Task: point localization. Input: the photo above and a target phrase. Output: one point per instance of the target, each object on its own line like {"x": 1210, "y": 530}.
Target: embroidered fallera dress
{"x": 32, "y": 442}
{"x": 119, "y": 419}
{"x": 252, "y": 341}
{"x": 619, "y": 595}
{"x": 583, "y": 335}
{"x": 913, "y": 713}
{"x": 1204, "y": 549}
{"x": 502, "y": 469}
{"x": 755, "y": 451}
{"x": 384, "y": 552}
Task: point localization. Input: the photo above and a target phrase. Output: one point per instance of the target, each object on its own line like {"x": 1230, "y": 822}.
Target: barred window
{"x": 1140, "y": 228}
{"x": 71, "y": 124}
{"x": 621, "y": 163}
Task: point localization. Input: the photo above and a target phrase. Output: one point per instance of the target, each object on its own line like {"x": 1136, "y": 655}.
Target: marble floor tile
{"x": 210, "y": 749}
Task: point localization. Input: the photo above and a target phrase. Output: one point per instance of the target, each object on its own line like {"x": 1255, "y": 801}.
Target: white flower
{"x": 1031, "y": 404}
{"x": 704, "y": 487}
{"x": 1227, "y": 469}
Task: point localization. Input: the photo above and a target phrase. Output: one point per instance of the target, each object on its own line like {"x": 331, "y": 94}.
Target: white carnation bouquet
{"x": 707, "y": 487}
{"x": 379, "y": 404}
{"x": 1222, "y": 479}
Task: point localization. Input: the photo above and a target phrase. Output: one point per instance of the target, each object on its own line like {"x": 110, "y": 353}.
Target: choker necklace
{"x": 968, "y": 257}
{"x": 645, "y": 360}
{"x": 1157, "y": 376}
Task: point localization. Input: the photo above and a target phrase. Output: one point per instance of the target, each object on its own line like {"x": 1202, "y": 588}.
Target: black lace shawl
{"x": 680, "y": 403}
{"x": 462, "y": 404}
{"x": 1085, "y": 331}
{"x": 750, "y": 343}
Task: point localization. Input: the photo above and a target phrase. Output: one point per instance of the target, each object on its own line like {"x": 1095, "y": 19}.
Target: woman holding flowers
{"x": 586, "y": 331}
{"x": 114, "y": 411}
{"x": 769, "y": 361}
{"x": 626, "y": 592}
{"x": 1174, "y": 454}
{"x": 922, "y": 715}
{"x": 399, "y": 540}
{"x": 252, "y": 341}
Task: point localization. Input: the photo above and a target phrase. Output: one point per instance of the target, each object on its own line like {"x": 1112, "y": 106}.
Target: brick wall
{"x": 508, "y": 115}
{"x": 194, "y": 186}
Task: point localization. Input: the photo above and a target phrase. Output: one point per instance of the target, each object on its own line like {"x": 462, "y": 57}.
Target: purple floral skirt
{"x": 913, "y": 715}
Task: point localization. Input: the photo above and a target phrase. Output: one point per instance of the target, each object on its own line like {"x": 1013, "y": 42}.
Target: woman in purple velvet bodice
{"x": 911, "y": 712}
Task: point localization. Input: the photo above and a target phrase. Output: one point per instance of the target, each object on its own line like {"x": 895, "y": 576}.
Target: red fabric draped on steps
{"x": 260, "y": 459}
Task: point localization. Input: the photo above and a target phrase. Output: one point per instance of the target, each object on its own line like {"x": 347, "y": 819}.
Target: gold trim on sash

Directive:
Please reproduce every line of the material word for word.

Answer to this exercise:
Task: point localization. Input: the photo above and a target phrase. Output: one point per instance of the target, each object on its own line like {"x": 1210, "y": 530}.
Target: embroidered fallera dress
{"x": 32, "y": 442}
{"x": 119, "y": 419}
{"x": 252, "y": 341}
{"x": 619, "y": 595}
{"x": 583, "y": 335}
{"x": 913, "y": 713}
{"x": 1204, "y": 549}
{"x": 502, "y": 469}
{"x": 755, "y": 451}
{"x": 384, "y": 552}
Task: point localization. Input: the photo above and a target phrase. Output: one point per instance of the target, each object on its own line like {"x": 1230, "y": 822}.
Target: barred window
{"x": 1140, "y": 228}
{"x": 71, "y": 124}
{"x": 621, "y": 163}
Task: point localization. Input: the photo above and a target phrase. Output: one point per instance of the target, each object on its own line like {"x": 1136, "y": 655}.
Target: marble floor tile
{"x": 210, "y": 749}
Task: point localization. Input: the photo above and a target phrase. Output: one point per instance of the target, each object on its own line like {"x": 1255, "y": 801}.
Target: white flower
{"x": 1031, "y": 404}
{"x": 704, "y": 487}
{"x": 1227, "y": 469}
Task: point localization. Input: the photo above and a target phrase. Output: one point per instance of the target, each object on its own line like {"x": 331, "y": 94}.
Target: white carnation bouquet
{"x": 707, "y": 487}
{"x": 379, "y": 404}
{"x": 1222, "y": 479}
Task: point localization. Input: the photo above and a target phrase. Output: one point per instance of the target, each object on its own line like {"x": 110, "y": 353}.
Target: choker necklace
{"x": 968, "y": 257}
{"x": 645, "y": 360}
{"x": 1157, "y": 376}
Task: point localization. Input: the photo above and a target phrase. Output: one point per instance of the target, each object on its own line like {"x": 1202, "y": 588}.
Target: black lace shawl
{"x": 680, "y": 403}
{"x": 462, "y": 404}
{"x": 1085, "y": 331}
{"x": 750, "y": 343}
Task: point localization. Input: the photo above and a target phrase. Output: one point per instance of the target, each object on its own line like {"x": 1095, "y": 19}.
Target: woman holding flowers
{"x": 586, "y": 331}
{"x": 114, "y": 411}
{"x": 769, "y": 361}
{"x": 626, "y": 592}
{"x": 1174, "y": 454}
{"x": 922, "y": 715}
{"x": 399, "y": 540}
{"x": 252, "y": 341}
Task: point localization. Input: the photo above and a target phrase. Output: one point per instance of the target, each object on its own line like {"x": 1112, "y": 106}.
Target: brick wall
{"x": 508, "y": 115}
{"x": 194, "y": 186}
Task: point localization. Input: the photo above and a target phrase. Output: one point per instance of the target, each object on its own line like {"x": 462, "y": 57}.
Target: purple floral skirt
{"x": 913, "y": 715}
Task: point localization. Input: the photo above and a target phrase. Output: one point per instance of the target, each object on its own line like {"x": 1013, "y": 42}.
Target: woman in purple velvet bodice
{"x": 911, "y": 712}
Task: point localization. Input: the photo above and a target phrase. Output: one point per instance of the target, each object on its own line like {"x": 895, "y": 576}.
Target: red fabric draped on steps
{"x": 260, "y": 459}
Task: point localization. Input: the photo above and a target phrase. Output: one point per instance of the target, each object on its own line like {"x": 347, "y": 819}.
Target: gold trim on sash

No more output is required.